= THE EXERCISE =
Please pick up the text about the UEA & UCR Time Series Classification Repository at its last line and continue it.

The UEA & UCR Time Series Classification Repository is a website which contains a large set of univariate and multivariate time-series datasets that are used for benchmarking and testing of classification algorithms. The repository is maintained by prominent time series authors across two universities. The repository currently includes 128 univariate and 30 multivariate time-series datasets. These datasets included in the repository are considered the gold standard for which researchers and analysts must benchmark their novel approaches against. Many papers have been presented on algorithms fit to these datasets, such as the popular The Great Time Series Classification Bake-Off. While questions regarding the individual datasets themselves that comprise the repository could be raised, the scope of this is far beyond that of the present report. However, given the prominence of the repository as a standardised benchmarking library in the time series field, it can likely be taken that the reliability and replicability of the measurements contained within is high.

2.2 Domain knowledge

All data contained and reported within this documented was sourced directly from the repository webpage using a simple webscraper that was written to only extract the univariate two-class problems. There are no concerns with privacy or ethics for this data as the repository openly enables (and encourages) downloads. However, some domain knowledge of the format the data is stored in is needed for automated downloading and parsing. The author spent time manually inspecting the structure of a sample of the target datasets prior to writing the webscraper to ensure it would work in the most automated way possible. Some prior knowledge of indicative time series dataset structure is needed to perform this inspection. The webscraper was written simply to programmatically download and extract only the two-class problems, rather than downloading the entire univariate library from the start - which is a much larger file. This download is stored in a temporary file which is deleted upon closure of the R session to save local disk memory. However, the user can specify to save the cleaned and parsed version of the data, which is more memory efficient than storing both the initial zip file and the processed data. While the number and range of datasets contained in the repository spans a variety, the datasets do not cover all fields of science. Importantly, the datasets do not include any synthetic (simulated) data. This means any inferences drawn from the applied datasets contained within may not generalise to synthetic data which are often used for algorithm development.

#' Function to automatically webscrape and parse Time Series Classification univariate two-class classification datasets
#' 
#' NOTE: The dictionary list used to identify and pass two-class problems only should be switched to a dynamic
#' webscrape table read to ensure it can scale as the dataset structure changes/is added to.

= DATA BLOCK =
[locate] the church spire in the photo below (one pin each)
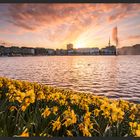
(109, 42)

= THE REPLY =
#' 
#' @return a dataframe object in tidy form
#' @author Trent Henderson
#' 

pullTSCprobs <- function(){
  
  # --------------- Set up dictionary -------------
  
  # Not all the datasets are two-class problems. Define dictionary from
  # website of two-class problems to filter downloaded dataset by
  # Source: http://www.timeseriesclassification.com/dataset.php
  
  twoclassprobs <- c("Yoga", "WormsTwoClass", "Wine", 
                     "Wafer", "TwoLeadECG", "ToeSegmentation2", 
                     "ToeSegmentation1", "Strawberry", "SonyAIBORobotSurface2", 
                     "SonyAIBORobotSurface1", "SharePriceIncrease", "ShapeletSim", 
                     "SemgHandGenderCh2", "SelfRegulationSCP2", "SelfRegulationSCP1", 
                     "RightWhaleCalls", "ProximalPhalanxOutlineCorrect", "PowerCons",
                     "PhalangesOutlinesCorrect", "MotorImagery", "MoteStrain", 
                     "MiddlePhalanxOutlineCorrect", "Lightning2", "ItalyPowerDemand", 
                     "HouseTwenty", "Herring", "HandOutlines", "Ham", "GunPointOldVersusYoung", 
                     "GunPointMaleVersusFemale", "GunPointAgeSpan", "GunPoint", 
                     "FreezerSmallTrain", "FreezerRegularTrain", "FordB",
                     "FordA", "ECGFiveDays", "ECG200", "Earthquakes", "DodgerLoopWeekend", 
                     "DodgerLoopGame", "DistalPhalanxOutlineCorrect", "Computers", 
                     "Coffee", "Chinatown", "BirdChicken", "BeetleFly")
  
  # --------------- Webscrape the data ------------
  
  temp <- tempfile()
  download.file("http://www.timeseriesclassification.com/Downloads/Archives/Univariate2018_arff.zip", temp, mode = "wb")
  
  # --------------- Parse into problems -----------
  
  problemStorage <- list()
  message("Parsing individual datasets...")
  
  for(i in twoclassprobs){
    
    tryCatch({
      
      path <- paste0("Univariate_arff/",i,"/")
      
      # Retrieve TRAIN and TEST files
      
      train <- foreign::read.arff(unz(temp, paste0(path,i,"_TRAIN.arff"))) %>%
        mutate(id = row_number()) %>%
        mutate(set_split = "Train")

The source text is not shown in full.